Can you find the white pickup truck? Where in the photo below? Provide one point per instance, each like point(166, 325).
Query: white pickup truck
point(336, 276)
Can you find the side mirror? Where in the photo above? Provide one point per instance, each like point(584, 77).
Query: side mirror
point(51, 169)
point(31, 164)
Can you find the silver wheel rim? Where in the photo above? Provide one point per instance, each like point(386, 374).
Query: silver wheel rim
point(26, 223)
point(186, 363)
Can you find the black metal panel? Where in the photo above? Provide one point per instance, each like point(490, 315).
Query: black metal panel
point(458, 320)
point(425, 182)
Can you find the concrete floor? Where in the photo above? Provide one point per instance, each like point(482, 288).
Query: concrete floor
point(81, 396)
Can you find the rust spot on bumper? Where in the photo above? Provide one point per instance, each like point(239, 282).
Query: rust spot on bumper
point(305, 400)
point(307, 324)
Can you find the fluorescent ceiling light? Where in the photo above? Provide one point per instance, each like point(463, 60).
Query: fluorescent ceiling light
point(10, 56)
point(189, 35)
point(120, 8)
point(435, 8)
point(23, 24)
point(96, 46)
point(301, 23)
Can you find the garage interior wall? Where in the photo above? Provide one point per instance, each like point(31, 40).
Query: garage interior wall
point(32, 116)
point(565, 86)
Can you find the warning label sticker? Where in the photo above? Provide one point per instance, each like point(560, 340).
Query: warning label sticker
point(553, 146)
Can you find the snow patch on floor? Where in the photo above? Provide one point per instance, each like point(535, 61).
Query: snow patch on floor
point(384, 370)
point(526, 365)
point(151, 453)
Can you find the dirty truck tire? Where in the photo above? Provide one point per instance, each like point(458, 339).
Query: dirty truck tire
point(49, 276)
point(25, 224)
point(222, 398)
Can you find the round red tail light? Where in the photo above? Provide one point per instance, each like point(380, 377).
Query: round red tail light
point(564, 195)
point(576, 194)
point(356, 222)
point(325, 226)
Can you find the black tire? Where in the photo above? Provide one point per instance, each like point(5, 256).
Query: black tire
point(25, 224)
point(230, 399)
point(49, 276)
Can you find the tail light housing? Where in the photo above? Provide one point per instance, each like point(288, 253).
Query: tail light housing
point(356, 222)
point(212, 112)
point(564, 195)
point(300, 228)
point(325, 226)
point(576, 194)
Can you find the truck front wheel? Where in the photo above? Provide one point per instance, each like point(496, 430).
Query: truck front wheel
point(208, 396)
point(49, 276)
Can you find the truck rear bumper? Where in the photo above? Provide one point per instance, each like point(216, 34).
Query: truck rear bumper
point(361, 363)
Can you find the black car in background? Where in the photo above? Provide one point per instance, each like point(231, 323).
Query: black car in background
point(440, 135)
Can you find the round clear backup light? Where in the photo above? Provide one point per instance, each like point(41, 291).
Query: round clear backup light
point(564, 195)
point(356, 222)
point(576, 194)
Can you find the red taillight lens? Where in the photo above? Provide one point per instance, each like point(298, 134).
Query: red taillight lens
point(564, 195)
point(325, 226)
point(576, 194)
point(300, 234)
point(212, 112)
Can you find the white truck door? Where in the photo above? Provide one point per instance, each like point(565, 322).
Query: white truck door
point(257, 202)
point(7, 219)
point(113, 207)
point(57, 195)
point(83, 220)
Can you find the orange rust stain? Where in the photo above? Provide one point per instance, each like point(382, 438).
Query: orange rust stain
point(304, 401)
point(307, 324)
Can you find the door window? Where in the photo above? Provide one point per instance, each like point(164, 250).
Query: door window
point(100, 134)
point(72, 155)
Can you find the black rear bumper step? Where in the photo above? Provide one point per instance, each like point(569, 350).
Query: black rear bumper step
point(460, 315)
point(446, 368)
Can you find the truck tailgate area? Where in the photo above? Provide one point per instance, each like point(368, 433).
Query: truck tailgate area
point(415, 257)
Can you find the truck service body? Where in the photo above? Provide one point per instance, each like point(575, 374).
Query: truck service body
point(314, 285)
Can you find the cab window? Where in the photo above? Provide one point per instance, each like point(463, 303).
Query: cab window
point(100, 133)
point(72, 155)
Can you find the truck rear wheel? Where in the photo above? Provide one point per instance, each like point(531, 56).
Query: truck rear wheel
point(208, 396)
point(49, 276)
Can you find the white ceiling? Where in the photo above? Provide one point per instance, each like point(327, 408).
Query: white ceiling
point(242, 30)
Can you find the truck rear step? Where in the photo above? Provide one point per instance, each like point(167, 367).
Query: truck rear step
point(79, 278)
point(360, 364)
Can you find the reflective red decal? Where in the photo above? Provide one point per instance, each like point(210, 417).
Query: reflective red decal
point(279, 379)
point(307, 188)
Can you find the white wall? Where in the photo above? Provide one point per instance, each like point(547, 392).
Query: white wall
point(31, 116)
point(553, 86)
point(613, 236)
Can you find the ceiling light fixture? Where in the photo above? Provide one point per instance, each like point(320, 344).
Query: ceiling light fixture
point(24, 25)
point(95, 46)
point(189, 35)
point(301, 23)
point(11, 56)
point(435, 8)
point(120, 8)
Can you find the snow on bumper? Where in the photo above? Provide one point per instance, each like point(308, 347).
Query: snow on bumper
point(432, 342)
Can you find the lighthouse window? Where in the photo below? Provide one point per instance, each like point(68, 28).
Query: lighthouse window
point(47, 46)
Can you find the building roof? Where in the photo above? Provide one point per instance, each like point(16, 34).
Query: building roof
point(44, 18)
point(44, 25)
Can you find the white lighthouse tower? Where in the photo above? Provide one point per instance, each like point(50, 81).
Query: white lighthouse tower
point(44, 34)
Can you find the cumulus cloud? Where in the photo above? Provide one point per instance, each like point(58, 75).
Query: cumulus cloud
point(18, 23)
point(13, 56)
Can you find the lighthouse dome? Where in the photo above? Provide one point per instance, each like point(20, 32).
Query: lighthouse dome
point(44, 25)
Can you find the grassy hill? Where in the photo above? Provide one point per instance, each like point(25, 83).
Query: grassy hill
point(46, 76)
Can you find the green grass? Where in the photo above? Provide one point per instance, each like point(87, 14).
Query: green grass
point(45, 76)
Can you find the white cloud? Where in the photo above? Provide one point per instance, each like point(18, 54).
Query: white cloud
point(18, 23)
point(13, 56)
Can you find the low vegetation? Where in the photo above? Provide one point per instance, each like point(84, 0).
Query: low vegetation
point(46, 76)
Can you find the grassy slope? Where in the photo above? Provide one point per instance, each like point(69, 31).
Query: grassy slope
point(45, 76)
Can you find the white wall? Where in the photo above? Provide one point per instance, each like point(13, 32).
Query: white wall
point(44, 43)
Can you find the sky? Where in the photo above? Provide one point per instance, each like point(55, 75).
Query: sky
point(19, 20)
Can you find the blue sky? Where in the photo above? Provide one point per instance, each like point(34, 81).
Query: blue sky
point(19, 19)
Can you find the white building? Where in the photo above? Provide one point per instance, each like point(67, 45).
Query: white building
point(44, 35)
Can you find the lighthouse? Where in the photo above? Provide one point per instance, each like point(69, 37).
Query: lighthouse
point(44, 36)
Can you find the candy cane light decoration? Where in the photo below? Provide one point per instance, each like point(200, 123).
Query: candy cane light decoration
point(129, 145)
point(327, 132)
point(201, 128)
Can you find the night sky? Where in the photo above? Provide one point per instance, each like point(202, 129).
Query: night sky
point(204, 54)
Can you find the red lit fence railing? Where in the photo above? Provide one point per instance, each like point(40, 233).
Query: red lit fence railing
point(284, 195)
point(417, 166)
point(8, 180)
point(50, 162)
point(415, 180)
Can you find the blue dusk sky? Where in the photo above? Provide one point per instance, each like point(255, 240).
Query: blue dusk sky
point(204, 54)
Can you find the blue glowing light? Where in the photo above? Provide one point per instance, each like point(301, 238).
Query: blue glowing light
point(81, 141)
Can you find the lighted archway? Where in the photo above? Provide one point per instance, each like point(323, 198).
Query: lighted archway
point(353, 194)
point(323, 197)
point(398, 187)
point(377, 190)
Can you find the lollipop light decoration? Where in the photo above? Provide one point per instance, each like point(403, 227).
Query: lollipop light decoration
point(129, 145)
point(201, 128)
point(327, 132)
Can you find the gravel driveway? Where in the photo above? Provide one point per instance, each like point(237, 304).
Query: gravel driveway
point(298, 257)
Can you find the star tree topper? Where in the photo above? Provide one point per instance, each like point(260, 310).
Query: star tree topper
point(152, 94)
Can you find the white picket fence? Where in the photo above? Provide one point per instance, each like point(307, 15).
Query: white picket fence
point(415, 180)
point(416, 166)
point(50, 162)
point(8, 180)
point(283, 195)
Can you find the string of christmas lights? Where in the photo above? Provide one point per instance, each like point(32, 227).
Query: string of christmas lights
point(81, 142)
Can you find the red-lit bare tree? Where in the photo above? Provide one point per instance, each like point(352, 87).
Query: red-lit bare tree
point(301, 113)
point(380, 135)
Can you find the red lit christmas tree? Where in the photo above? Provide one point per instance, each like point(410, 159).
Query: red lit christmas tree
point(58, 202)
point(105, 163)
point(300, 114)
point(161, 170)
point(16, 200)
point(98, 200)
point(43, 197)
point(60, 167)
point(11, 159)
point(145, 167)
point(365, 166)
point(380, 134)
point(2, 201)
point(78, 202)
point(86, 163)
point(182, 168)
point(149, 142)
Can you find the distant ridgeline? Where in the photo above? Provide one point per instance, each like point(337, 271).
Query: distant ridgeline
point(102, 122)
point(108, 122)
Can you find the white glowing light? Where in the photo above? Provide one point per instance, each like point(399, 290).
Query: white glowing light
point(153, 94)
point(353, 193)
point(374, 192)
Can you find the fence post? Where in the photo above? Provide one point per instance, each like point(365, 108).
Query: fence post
★ ★ ★ ★ ★ ★ ★
* [ИНСТРУКЦИЯ К ЗАДАНИЮ]
Приведите заново записи от строки с «Can you find the distant» до строки с «point(108, 122)» включительно, сохранив все строки. При этом сдвиньте на −128 каждую координату точек в ответах.

* [РЕШЕНИЕ ЗАДАЧИ]
Can you find the distant ridgeline? Where in the photo above? Provide one point per instance, each like point(337, 271).
Query: distant ridgeline
point(-26, -6)
point(-20, -6)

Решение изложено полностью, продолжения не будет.